▶ _Your instructions_
Could you resume the column on giving a puppy or kitten for Christmas, picking up right after its last sentence?

▶ _Study text_
= Beginning of Section =
December 2015 – Dr. Frost’s Observer Today Article

A puppy or kitten for Christmas

By Dr. Rebekah Frost - OBSERVER Columnist

Ashes_clark_600It is Christmas morning! We awaken with joy and hope as we put on our slippers and head down the stairs to gather around the Christmas tree with our family. We open our stockings and a few small gifts from our parents. But where is that gift from Santa? Mom and dad bring out a large wrapped box which seems to have noises coming from within. We can’t open the box fast enough! Out jumps a happy, tail-wagging yellow lab puppy! As animal lovers, most of us have had this dream and some have maybe had this Christmas wish come true! A puppy or kitten is one the best gifts we can receive. But let’s discuss the reality of owning a puppy or kitten, and make sure this is the right decision for your family.
= End of Section =
[Referring expression data based on photos]
= Beginning of Section =
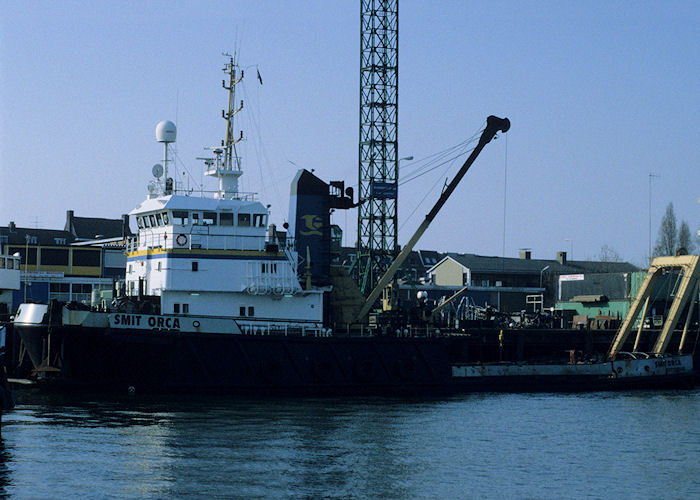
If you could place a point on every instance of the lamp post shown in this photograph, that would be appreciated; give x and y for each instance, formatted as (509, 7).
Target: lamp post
(542, 271)
(571, 240)
(651, 176)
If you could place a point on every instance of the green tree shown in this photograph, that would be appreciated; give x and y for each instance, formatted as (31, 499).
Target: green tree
(684, 238)
(667, 240)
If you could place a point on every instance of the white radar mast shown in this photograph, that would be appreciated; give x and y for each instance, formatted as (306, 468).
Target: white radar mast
(226, 165)
(166, 132)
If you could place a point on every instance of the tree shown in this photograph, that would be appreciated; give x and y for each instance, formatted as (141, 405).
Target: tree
(609, 254)
(684, 238)
(667, 240)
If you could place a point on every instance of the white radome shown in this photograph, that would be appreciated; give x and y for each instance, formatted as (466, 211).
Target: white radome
(166, 131)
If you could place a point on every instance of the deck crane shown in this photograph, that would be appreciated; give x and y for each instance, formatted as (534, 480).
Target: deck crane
(493, 126)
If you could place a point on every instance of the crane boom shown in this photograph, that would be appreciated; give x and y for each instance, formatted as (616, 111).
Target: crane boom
(493, 125)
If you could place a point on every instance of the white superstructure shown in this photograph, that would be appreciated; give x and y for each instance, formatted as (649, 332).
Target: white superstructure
(211, 256)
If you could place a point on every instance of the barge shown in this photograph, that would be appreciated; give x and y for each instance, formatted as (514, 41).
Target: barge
(217, 300)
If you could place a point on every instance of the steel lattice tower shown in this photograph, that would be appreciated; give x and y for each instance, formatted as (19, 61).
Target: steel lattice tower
(377, 219)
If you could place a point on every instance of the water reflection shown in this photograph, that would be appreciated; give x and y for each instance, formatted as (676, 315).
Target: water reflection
(545, 444)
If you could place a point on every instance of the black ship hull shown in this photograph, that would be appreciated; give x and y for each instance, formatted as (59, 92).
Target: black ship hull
(78, 357)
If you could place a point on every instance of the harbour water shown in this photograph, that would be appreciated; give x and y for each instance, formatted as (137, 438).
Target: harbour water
(595, 445)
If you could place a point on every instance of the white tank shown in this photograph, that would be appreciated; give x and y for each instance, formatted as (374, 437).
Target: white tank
(166, 131)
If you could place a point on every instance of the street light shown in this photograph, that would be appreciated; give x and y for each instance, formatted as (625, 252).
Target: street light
(571, 255)
(542, 271)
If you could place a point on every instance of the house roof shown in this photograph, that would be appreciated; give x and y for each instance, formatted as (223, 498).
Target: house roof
(94, 227)
(509, 265)
(89, 228)
(29, 236)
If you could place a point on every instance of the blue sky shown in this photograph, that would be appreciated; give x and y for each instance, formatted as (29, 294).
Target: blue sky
(599, 95)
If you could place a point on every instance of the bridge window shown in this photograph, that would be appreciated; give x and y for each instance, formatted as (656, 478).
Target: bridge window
(181, 217)
(209, 218)
(226, 219)
(244, 220)
(269, 267)
(259, 220)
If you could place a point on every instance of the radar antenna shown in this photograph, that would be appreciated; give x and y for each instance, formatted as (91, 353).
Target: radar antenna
(228, 168)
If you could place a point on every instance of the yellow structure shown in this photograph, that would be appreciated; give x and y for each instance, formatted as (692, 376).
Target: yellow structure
(689, 281)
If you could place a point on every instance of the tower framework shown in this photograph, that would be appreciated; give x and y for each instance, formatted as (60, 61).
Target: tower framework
(378, 146)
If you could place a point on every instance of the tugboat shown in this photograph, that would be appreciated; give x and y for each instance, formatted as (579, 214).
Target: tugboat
(215, 299)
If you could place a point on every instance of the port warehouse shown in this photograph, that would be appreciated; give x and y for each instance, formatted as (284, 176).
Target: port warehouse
(88, 255)
(67, 264)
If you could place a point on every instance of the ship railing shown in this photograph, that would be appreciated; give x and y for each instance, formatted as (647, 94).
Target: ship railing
(196, 241)
(262, 328)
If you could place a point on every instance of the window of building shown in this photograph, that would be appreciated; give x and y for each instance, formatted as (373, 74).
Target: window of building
(55, 256)
(27, 255)
(225, 219)
(259, 220)
(83, 257)
(244, 220)
(59, 291)
(209, 218)
(59, 287)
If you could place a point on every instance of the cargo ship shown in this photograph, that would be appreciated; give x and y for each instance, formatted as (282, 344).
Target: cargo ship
(217, 299)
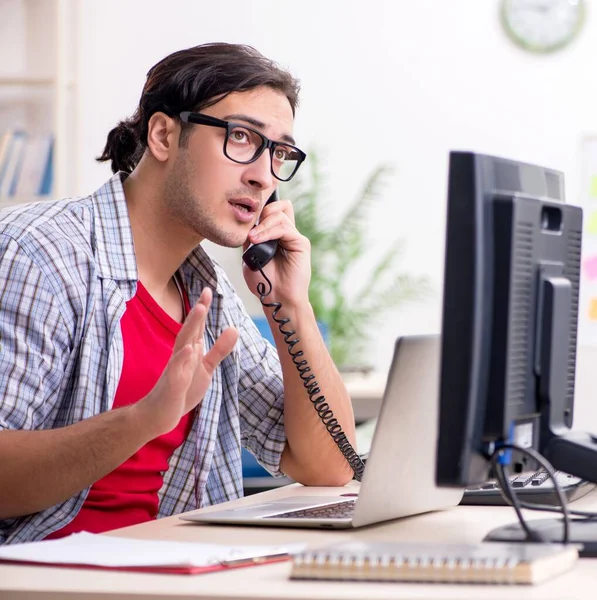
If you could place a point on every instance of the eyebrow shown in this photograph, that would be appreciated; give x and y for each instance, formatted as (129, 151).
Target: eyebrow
(258, 124)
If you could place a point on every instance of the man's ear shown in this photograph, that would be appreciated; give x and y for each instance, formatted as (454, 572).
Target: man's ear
(162, 135)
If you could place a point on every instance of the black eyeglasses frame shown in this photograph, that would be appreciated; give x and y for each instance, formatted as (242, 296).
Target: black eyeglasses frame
(201, 119)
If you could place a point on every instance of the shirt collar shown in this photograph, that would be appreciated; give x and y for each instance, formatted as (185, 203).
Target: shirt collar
(114, 246)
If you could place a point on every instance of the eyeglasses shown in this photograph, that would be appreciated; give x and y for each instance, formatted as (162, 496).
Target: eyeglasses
(245, 145)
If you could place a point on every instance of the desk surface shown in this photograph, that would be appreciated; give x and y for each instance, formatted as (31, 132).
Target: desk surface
(460, 524)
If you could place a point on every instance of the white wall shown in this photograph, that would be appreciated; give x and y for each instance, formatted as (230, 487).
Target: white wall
(394, 80)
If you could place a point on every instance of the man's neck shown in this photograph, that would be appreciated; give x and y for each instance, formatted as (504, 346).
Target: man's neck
(161, 244)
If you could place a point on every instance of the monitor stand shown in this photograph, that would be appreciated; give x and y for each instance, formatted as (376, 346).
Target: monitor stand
(582, 531)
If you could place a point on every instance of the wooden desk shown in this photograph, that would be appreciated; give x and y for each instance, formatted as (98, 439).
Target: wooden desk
(461, 524)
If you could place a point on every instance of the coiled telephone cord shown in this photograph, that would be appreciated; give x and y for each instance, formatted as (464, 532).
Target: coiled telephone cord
(319, 402)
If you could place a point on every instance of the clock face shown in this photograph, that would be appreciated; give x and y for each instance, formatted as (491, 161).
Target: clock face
(542, 25)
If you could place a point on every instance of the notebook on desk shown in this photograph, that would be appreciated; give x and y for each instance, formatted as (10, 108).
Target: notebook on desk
(399, 479)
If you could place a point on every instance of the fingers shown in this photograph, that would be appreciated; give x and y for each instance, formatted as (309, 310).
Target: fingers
(194, 326)
(220, 350)
(178, 374)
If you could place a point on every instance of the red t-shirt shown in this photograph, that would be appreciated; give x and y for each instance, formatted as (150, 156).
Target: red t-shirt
(129, 494)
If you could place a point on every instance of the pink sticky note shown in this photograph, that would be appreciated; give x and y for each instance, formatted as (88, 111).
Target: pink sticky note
(590, 265)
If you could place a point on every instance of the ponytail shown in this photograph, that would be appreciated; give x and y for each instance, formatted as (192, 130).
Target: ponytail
(123, 147)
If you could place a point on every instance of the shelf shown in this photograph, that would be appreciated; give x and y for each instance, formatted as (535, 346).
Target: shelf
(27, 81)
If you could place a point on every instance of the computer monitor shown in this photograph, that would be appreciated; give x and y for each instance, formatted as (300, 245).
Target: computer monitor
(510, 314)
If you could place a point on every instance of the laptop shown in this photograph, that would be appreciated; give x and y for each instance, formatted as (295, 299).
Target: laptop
(399, 478)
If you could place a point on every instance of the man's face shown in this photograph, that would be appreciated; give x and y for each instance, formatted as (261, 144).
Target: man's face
(213, 196)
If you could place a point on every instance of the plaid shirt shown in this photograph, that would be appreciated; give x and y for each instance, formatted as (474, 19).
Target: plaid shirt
(67, 270)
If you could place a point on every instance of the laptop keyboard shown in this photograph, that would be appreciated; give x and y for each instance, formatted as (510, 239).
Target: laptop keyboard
(340, 510)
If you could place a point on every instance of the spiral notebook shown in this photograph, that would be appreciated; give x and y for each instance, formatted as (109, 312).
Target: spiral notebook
(521, 563)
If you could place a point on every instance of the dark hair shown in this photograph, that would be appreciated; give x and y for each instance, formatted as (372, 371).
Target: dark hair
(193, 79)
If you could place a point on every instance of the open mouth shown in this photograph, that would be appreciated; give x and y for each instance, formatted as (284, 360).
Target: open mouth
(244, 209)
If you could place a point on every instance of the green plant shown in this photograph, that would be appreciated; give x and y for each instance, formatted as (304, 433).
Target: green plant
(336, 250)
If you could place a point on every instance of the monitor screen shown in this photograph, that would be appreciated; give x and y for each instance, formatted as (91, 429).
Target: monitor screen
(510, 312)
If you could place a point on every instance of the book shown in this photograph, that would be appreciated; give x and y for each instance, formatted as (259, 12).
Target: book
(97, 551)
(492, 562)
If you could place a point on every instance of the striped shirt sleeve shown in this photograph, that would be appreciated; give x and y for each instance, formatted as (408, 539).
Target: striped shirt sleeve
(33, 341)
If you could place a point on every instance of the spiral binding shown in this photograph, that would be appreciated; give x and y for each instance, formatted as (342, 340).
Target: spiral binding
(319, 403)
(409, 567)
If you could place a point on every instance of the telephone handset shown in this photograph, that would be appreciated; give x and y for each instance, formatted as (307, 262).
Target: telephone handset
(256, 256)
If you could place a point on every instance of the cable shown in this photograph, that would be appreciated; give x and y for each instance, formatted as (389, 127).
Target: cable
(510, 496)
(319, 403)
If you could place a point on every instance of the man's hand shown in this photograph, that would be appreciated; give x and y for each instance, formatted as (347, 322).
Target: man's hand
(290, 269)
(188, 374)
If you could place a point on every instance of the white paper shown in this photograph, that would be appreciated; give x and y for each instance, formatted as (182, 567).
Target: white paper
(107, 551)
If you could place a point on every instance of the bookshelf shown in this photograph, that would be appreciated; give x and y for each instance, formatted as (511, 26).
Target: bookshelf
(37, 100)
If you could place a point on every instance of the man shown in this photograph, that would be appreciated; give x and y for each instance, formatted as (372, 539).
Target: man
(118, 402)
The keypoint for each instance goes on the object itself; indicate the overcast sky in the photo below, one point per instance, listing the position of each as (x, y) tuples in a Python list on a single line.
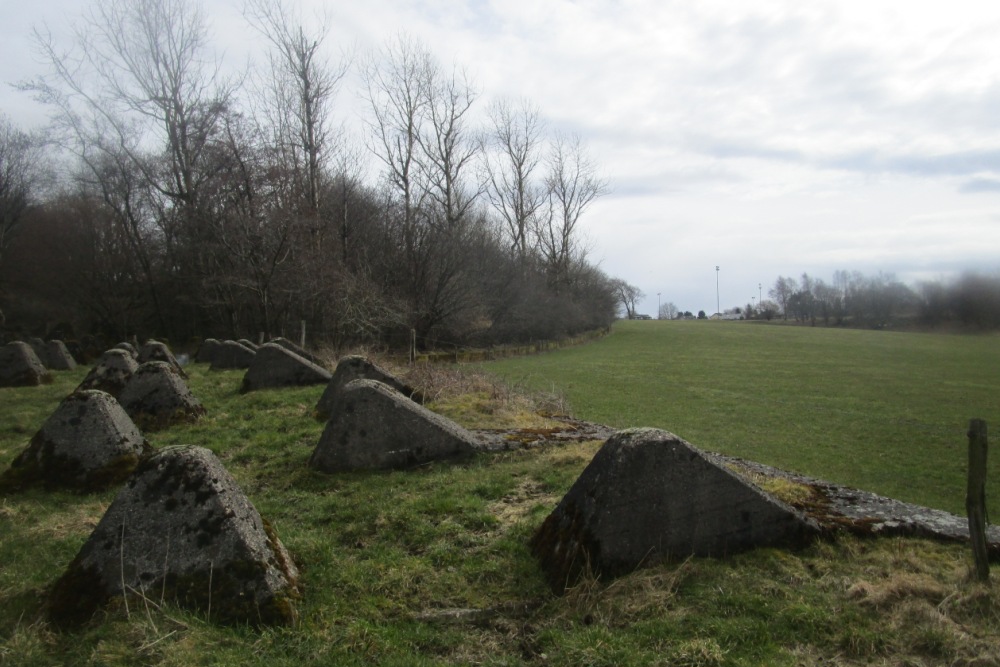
[(764, 137)]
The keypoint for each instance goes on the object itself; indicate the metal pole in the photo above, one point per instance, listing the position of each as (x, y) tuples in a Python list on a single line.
[(718, 310)]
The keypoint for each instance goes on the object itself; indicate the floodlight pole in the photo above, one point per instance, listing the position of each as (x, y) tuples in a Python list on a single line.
[(718, 310)]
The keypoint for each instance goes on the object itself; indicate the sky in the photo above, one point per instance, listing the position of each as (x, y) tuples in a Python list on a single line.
[(763, 137)]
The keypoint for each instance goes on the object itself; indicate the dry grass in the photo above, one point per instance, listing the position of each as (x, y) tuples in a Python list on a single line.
[(480, 401)]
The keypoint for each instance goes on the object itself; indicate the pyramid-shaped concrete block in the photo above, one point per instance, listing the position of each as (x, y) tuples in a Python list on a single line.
[(155, 350), (355, 367), (88, 443), (21, 367), (206, 351), (297, 349), (157, 397), (375, 427), (57, 356), (111, 373), (38, 345), (249, 344), (231, 354), (649, 496), (181, 531), (274, 366), (128, 347)]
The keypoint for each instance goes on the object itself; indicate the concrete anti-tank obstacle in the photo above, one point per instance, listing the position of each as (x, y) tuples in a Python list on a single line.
[(356, 367), (21, 367), (649, 496), (230, 354), (157, 397), (181, 531), (111, 373), (373, 426), (274, 366), (154, 350), (88, 443)]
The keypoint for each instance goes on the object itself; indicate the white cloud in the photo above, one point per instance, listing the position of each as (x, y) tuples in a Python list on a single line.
[(770, 137)]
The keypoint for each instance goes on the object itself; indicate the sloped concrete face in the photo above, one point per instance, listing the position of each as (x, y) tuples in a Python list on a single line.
[(301, 351), (375, 427), (181, 530), (88, 443), (230, 354), (355, 367), (273, 366), (648, 496), (249, 344), (111, 373), (206, 351), (157, 397), (57, 356), (21, 367), (154, 350), (128, 347)]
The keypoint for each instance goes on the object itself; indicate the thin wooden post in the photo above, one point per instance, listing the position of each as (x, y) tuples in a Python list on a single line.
[(975, 497)]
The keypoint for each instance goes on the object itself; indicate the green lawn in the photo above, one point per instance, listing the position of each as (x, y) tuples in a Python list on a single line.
[(882, 411), (388, 557)]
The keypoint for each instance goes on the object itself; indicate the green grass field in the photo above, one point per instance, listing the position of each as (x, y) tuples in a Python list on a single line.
[(882, 411), (390, 559)]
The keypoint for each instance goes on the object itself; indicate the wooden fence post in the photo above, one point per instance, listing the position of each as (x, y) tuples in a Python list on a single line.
[(975, 497)]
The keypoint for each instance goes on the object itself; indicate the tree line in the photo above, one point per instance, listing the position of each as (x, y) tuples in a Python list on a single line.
[(971, 301), (192, 204)]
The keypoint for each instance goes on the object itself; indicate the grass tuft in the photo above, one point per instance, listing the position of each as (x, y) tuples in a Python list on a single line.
[(431, 566)]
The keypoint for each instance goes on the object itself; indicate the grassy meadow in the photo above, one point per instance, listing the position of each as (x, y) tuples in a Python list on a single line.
[(882, 411), (430, 566)]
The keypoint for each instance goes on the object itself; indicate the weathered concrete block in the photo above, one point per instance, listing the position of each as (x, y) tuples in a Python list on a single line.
[(128, 347), (231, 354), (157, 397), (648, 496), (249, 344), (38, 345), (355, 367), (274, 366), (21, 367), (154, 350), (301, 351), (88, 443), (375, 427), (111, 373), (182, 531)]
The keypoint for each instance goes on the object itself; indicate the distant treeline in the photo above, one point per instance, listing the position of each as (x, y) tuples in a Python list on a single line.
[(971, 301), (190, 205)]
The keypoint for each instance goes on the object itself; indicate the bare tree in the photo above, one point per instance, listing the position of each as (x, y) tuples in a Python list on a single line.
[(303, 87), (782, 292), (511, 157), (448, 150), (396, 83), (572, 185), (628, 295), (668, 311), (141, 109)]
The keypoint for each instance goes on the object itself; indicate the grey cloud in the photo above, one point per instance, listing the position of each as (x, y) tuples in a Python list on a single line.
[(958, 163), (977, 185)]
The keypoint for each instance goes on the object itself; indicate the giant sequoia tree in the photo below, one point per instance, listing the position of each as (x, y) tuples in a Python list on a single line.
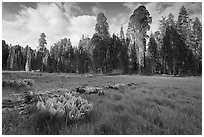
[(100, 41), (137, 28), (41, 50)]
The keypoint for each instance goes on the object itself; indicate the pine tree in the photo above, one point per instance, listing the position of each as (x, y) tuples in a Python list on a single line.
[(137, 28), (101, 41), (152, 49)]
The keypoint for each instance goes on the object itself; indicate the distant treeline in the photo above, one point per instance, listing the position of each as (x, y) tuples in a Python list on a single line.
[(176, 48)]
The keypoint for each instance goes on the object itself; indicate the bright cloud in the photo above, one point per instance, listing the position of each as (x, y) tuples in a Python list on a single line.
[(68, 20), (57, 22)]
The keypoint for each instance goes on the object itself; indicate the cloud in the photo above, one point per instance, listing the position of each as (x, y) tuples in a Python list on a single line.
[(97, 10), (116, 22), (159, 9), (56, 20)]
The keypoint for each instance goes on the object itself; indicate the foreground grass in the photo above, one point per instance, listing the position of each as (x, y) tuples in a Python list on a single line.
[(156, 105)]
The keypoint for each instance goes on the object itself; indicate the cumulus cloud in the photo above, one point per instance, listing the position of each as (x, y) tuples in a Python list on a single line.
[(159, 9), (116, 22), (56, 20)]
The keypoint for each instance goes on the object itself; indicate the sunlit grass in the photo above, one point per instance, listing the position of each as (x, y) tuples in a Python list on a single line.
[(152, 106)]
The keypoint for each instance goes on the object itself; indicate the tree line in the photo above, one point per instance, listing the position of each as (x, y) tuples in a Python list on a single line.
[(176, 48)]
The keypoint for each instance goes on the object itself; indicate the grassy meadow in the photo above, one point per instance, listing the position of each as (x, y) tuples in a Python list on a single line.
[(154, 105)]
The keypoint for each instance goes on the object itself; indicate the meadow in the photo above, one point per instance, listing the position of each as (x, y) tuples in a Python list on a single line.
[(154, 105)]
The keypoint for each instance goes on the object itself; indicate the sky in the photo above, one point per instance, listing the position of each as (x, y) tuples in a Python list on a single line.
[(23, 22)]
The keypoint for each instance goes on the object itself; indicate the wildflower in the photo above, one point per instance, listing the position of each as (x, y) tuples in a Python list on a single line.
[(60, 112), (74, 114), (41, 106), (52, 110), (68, 96)]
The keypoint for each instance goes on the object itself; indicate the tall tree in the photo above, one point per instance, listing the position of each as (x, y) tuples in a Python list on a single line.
[(139, 24), (41, 50), (152, 49), (100, 41), (5, 54)]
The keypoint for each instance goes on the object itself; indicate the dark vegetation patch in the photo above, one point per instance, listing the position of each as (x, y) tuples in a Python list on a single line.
[(136, 109)]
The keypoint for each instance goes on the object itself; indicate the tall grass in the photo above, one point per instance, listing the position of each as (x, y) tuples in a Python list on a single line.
[(132, 110)]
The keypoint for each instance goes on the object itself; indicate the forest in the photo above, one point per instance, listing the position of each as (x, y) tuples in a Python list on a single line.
[(175, 49)]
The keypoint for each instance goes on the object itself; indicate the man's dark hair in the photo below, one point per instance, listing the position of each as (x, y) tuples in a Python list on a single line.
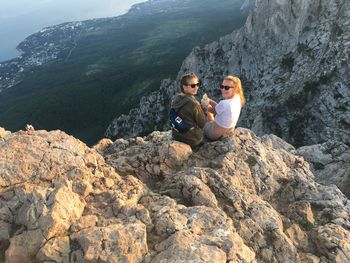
[(185, 78)]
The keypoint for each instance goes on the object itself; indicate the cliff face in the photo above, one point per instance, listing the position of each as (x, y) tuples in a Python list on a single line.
[(293, 59), (151, 199)]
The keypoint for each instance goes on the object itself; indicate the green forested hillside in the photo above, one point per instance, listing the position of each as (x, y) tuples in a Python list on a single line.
[(110, 69)]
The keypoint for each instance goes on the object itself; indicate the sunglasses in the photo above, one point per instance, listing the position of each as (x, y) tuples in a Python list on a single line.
[(193, 85), (226, 87)]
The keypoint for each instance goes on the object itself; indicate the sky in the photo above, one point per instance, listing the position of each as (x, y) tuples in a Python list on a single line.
[(21, 18)]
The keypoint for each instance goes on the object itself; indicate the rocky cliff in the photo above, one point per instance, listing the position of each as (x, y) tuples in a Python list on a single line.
[(293, 59), (152, 199)]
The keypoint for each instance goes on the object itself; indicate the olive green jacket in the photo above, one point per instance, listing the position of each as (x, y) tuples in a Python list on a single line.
[(191, 111)]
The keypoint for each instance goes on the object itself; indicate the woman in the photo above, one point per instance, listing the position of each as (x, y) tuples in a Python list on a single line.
[(190, 110), (227, 111)]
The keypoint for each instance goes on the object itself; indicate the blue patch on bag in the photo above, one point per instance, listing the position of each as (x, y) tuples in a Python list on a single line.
[(177, 123)]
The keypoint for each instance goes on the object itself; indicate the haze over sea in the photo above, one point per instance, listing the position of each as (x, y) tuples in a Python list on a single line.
[(21, 18)]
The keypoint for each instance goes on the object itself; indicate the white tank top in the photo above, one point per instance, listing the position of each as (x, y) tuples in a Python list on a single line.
[(227, 112)]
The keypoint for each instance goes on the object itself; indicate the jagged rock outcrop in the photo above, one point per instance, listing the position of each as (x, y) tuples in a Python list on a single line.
[(293, 59), (152, 199)]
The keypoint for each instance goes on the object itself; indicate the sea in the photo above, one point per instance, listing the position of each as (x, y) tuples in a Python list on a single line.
[(21, 18)]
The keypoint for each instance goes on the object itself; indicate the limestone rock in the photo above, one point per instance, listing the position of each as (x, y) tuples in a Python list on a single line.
[(292, 57), (151, 199), (330, 163)]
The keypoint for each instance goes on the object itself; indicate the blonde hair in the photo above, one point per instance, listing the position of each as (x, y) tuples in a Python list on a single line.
[(238, 87)]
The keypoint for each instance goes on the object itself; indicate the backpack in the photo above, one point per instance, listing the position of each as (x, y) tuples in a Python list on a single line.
[(177, 123)]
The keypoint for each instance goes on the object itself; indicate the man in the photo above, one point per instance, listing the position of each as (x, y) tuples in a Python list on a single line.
[(190, 110)]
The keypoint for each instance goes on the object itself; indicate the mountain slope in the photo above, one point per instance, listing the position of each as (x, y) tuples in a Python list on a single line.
[(151, 199), (293, 59), (78, 76)]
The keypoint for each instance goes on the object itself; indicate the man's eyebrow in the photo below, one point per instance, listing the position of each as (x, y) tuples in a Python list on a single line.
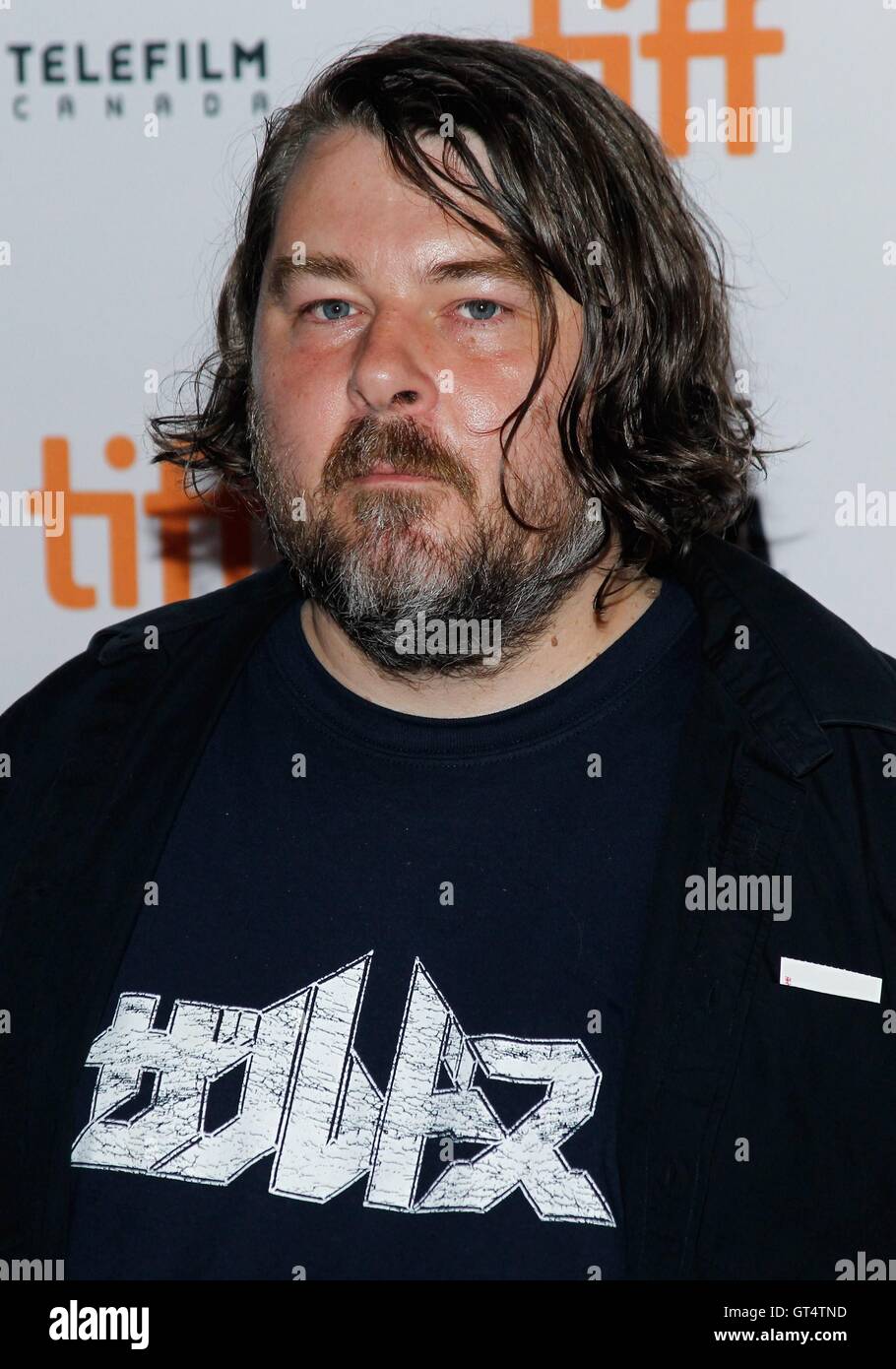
= End of Section =
▶ _Response for this exercise_
1. Where to adopt from make sure you are adopting from a reputable breeder and not a puppy mill. I highly recommend not adopting from a pet store. Usually these puppies are overpriced, poorly bred, have a multitude of health problems, and come from puppy mills. Puppy mills are breeding facilities where a multitude of dogs are bred and kept in cages purely for a money making business. These dogs may not be properly cared for, they may not have proper veterinary care, and they may have health concerns or genetic defects from poor breeding. We highly recommend adopting from a local shelter or humane society. Many of these shelters have puppies or kittens, or already trained older dogs and cats that may adjust just fine in your home. These pets may already have their vaccines and be spayed and neutered as well!

2. Questions to ask Have the puppies been health checked by a veterinarian? This is very important before adopting. I have had more than one client bring in a puppy that was never health checked, and these puppies have had a severe underlying heart condition. What heartbreak for a family that has just fallen in love with their new family member to hear that their puppy may not live long.
Have the puppies or kittens been vaccinated? There are still many diseases that are prevalent in our canine and feline populations. Young puppies and kittens are most at risk because they haven’t developed the adequate immunity. Make sure they have been adequately weaned from their mothers, and have received their first vaccines.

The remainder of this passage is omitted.